═══ Raw records

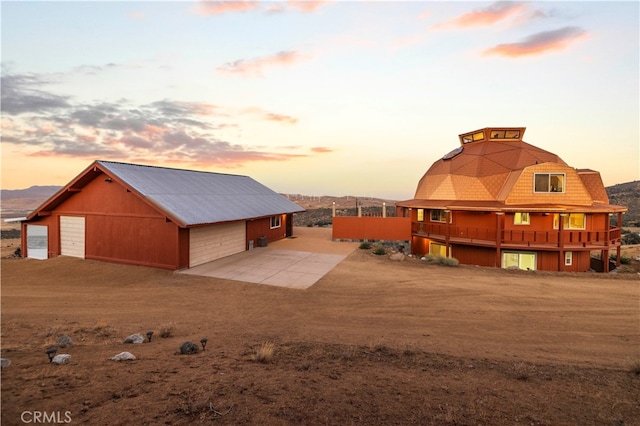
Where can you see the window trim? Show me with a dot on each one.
(522, 221)
(440, 212)
(277, 220)
(568, 258)
(557, 216)
(549, 191)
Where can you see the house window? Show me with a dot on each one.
(568, 258)
(570, 221)
(473, 137)
(521, 219)
(526, 261)
(548, 182)
(438, 216)
(438, 249)
(275, 222)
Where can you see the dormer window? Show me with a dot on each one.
(549, 182)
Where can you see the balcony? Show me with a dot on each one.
(519, 239)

══════

Work to be completed — Output the entries above as a two-column CSV with the headers text and points, giving one row for each line of wording along with all the points listed under it. Put every field in double quotes, turn line breaks into spaces, and leave the pictures out.

The response —
text,points
"Where can you see the window trim? Show me with a dot on each one.","(522, 221) (440, 212) (277, 220) (568, 258) (557, 216) (549, 191)"
"Where can you see the house window? Show me with a dot on each one.","(568, 258) (570, 221) (473, 137) (521, 219) (526, 261) (548, 182) (438, 216) (438, 249) (275, 222)"
"Where can you see the dormer window? Show me with a dot on each one.","(549, 182)"
"Where can you see the balcony? Show me with a dot on each one.","(519, 239)"